§ STATED GOAL 1
Swap "schnitzel" for "bratwurst" in the dining recap, and write out everything from "12 Eateries in" down to "one so much.".
§ STATED GOAL 2
According to the dining recap, where were wine and cheese enjoyed with Amy and Steven?

§ QUOTED TEXT
12 Eateries in 12 Months, Part I


Over the past twelve months, we have enjoyed a wide variety of dining experiences – from wine and cheese with Amy and Steven at The Point in Corona del Mar to Ben’s seafood boil on the back deck in Corolla, from champagne and gobelins at Le Bar du Plaza Athénée (near the Seine) to schnitzel and weisswurst in the basement of the Shawnee Presbyterian Church (near the Delaware). Actually, to be perfectly frank, the wife didn’t really "enjoy" that last one so much.

§ DATA PROVIDED
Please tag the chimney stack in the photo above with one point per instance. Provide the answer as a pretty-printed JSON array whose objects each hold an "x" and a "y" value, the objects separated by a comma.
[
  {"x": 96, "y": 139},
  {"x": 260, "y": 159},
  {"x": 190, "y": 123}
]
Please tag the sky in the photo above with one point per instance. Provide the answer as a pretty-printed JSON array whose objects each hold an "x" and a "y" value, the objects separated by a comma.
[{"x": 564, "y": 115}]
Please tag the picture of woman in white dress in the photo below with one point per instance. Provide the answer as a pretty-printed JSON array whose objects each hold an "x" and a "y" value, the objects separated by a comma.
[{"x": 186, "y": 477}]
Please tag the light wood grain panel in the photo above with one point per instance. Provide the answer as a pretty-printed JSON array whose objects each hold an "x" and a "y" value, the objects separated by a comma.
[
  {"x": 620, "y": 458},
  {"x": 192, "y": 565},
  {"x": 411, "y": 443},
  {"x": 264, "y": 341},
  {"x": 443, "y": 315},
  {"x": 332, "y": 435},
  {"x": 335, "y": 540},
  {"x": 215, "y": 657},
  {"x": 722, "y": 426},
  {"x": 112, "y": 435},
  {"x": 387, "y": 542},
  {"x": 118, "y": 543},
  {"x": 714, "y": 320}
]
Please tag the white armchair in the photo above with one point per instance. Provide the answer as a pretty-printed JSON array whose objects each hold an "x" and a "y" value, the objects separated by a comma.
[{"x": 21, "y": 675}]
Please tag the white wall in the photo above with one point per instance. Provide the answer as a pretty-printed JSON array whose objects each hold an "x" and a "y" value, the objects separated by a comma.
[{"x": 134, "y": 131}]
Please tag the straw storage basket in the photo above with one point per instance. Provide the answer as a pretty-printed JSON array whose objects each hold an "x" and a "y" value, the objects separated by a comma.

§ EXERCISE RESULT 1
12 Eateries in 12 Months, Part I


Over the past twelve months, we have enjoyed a wide variety of dining experiences – from wine and cheese with Amy and Steven at The Point in Corona del Mar to Ben’s seafood boil on the back deck in Corolla, from champagne and gobelins at Le Bar du Plaza Athénée (near the Seine) to bratwurst and weisswurst in the basement of the Shawnee Presbyterian Church (near the Delaware). Actually, to be perfectly frank, the wife didn’t really "enjoy" that last one so much.

§ EXERCISE RESULT 2
At The Point in Corona del Mar.